- **Description of the task**: Look for the line containing "# point at: the foam" in the entries below, then print that line and all that follow it exactly.

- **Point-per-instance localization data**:
Start of Block
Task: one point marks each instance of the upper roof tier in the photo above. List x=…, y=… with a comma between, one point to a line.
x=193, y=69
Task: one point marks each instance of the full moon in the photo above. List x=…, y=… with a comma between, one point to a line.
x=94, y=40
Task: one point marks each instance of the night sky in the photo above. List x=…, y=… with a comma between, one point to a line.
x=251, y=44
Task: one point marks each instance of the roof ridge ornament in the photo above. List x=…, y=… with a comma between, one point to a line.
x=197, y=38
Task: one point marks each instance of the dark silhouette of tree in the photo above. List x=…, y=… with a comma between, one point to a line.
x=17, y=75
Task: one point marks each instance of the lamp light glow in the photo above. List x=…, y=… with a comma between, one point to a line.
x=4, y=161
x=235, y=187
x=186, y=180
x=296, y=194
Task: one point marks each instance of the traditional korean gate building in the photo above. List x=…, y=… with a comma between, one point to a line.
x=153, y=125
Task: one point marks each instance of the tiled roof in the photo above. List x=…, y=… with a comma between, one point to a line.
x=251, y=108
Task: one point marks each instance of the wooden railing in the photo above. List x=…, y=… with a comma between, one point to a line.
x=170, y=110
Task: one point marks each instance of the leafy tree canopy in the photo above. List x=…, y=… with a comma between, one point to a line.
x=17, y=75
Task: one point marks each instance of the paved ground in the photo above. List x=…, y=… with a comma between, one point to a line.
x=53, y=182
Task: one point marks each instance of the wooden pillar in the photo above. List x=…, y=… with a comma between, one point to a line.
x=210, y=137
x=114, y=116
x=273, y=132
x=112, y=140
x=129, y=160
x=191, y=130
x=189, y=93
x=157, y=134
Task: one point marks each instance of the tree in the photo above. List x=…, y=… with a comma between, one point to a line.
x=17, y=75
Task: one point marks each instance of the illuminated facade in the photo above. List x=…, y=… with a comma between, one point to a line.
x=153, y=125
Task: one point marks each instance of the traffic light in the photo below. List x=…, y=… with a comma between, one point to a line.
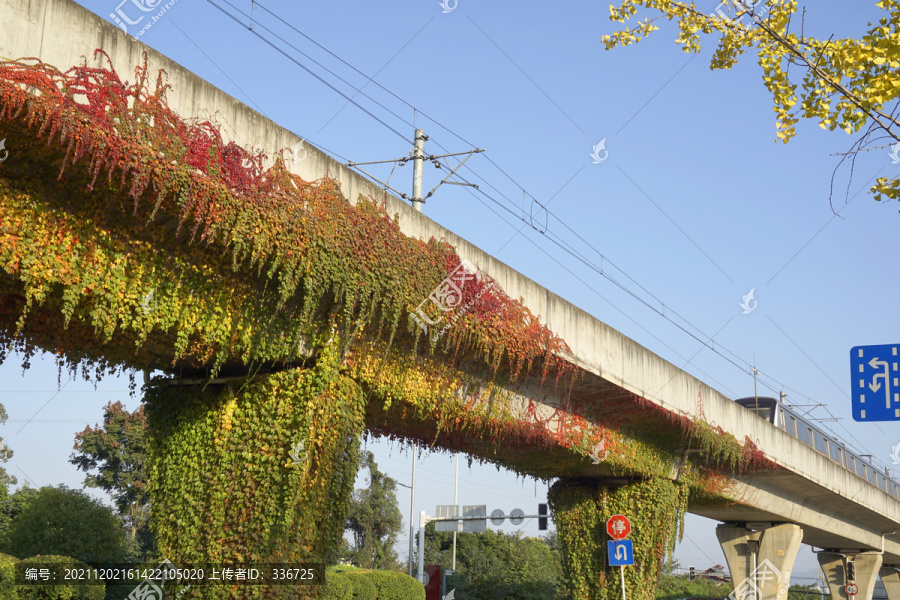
x=542, y=520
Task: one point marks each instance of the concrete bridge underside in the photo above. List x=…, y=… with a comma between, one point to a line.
x=834, y=508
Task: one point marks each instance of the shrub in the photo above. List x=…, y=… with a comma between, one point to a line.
x=62, y=521
x=337, y=587
x=59, y=592
x=392, y=585
x=8, y=577
x=364, y=587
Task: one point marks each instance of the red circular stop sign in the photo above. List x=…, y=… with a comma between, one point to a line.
x=618, y=527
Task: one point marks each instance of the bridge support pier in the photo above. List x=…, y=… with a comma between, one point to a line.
x=890, y=577
x=760, y=561
x=835, y=567
x=255, y=471
x=581, y=508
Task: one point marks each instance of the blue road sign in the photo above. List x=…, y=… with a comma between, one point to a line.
x=620, y=553
x=875, y=383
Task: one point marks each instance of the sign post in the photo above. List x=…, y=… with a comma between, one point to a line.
x=874, y=383
x=620, y=551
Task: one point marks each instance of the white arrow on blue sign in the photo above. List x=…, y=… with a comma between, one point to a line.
x=875, y=383
x=621, y=553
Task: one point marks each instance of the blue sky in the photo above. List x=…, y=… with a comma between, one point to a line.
x=696, y=202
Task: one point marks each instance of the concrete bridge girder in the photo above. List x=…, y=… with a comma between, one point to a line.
x=760, y=562
x=890, y=577
x=866, y=566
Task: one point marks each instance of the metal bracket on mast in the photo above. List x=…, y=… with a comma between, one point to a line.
x=418, y=157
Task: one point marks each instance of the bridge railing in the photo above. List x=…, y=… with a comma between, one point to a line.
x=835, y=450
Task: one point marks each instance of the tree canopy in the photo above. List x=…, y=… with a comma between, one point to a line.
x=849, y=84
x=58, y=520
x=117, y=451
x=374, y=519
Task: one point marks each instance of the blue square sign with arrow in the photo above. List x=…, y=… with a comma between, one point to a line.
x=875, y=382
x=621, y=553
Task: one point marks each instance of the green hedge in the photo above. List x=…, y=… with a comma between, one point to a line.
x=337, y=587
x=59, y=592
x=8, y=577
x=392, y=585
x=349, y=583
x=363, y=586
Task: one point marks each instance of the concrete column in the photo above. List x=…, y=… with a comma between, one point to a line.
x=760, y=561
x=834, y=566
x=890, y=577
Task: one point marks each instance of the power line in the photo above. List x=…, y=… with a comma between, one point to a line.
x=555, y=239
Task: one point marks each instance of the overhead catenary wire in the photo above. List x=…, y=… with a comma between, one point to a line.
x=696, y=334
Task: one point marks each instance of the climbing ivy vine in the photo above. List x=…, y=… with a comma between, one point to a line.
x=581, y=509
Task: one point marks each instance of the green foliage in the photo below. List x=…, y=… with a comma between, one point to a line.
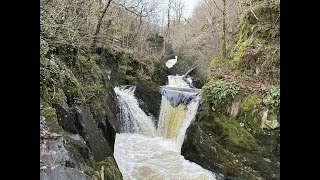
x=220, y=60
x=250, y=102
x=218, y=90
x=234, y=134
x=271, y=96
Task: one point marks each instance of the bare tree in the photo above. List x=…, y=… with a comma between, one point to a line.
x=106, y=6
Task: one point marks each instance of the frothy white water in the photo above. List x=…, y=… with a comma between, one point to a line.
x=177, y=81
x=132, y=117
x=143, y=157
x=144, y=152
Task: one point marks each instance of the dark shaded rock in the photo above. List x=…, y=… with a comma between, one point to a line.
x=149, y=97
x=79, y=153
x=90, y=132
x=54, y=152
x=219, y=143
x=108, y=167
x=64, y=118
x=106, y=118
x=62, y=173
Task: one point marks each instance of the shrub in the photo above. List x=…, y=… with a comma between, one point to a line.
x=218, y=91
x=271, y=96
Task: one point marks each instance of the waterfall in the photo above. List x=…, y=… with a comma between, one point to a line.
x=143, y=151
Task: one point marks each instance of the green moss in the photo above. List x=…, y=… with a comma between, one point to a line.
x=109, y=167
x=234, y=135
x=249, y=102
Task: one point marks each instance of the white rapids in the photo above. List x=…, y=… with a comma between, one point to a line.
x=143, y=151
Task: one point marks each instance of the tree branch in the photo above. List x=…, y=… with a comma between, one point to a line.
x=218, y=7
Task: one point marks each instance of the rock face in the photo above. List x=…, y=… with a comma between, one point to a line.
x=219, y=143
x=63, y=173
x=55, y=162
x=89, y=130
x=64, y=118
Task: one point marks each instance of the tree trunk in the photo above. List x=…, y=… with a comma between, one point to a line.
x=224, y=29
x=94, y=39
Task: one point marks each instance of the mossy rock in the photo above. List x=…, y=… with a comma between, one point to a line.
x=202, y=147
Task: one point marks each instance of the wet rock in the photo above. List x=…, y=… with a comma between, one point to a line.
x=90, y=132
x=54, y=152
x=79, y=153
x=62, y=173
x=178, y=96
x=64, y=118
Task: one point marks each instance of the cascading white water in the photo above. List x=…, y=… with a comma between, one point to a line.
x=132, y=117
x=144, y=152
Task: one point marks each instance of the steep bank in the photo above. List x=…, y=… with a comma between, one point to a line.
x=237, y=129
x=78, y=103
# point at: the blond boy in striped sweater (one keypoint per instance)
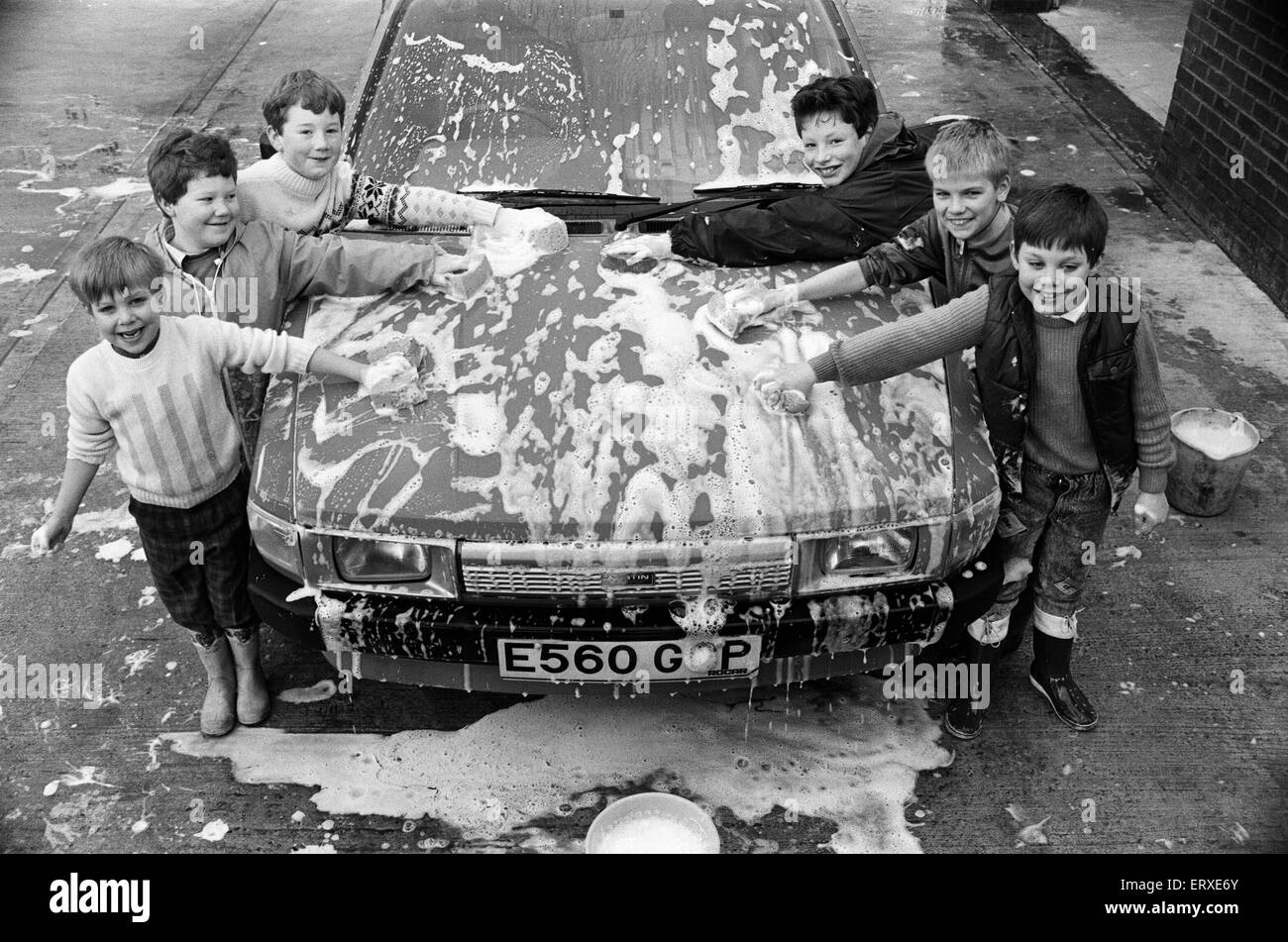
(153, 392)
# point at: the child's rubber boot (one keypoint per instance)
(1050, 676)
(965, 715)
(218, 710)
(253, 699)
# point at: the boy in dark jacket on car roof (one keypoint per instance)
(874, 184)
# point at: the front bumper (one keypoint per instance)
(450, 644)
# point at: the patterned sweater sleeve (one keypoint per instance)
(252, 349)
(907, 344)
(1154, 450)
(397, 203)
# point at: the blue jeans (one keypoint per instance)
(1048, 533)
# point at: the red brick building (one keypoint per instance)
(1224, 154)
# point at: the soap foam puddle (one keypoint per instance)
(849, 757)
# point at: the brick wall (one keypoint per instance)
(1231, 100)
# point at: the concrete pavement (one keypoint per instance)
(1180, 762)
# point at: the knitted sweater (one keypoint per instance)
(165, 409)
(1057, 435)
(273, 192)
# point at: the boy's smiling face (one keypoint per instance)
(129, 319)
(966, 205)
(1052, 279)
(308, 142)
(832, 147)
(205, 214)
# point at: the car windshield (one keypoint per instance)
(635, 97)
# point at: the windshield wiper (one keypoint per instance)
(565, 193)
(759, 192)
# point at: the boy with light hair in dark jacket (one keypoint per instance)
(1072, 396)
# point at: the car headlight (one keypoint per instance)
(277, 542)
(867, 554)
(380, 560)
(835, 564)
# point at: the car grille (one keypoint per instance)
(747, 568)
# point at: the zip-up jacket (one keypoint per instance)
(262, 269)
(888, 190)
(927, 250)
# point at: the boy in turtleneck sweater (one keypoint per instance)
(962, 242)
(1069, 385)
(307, 187)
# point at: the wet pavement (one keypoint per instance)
(1183, 648)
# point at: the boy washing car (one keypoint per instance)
(874, 184)
(151, 392)
(962, 242)
(307, 187)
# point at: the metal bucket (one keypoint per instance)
(653, 822)
(1212, 452)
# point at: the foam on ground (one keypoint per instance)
(849, 757)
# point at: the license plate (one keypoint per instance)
(629, 661)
End of Block
- **Exercise result**:
# point at: the foam on ground (one keypoint per instance)
(849, 757)
# point at: the license plate (one keypoint per instance)
(629, 661)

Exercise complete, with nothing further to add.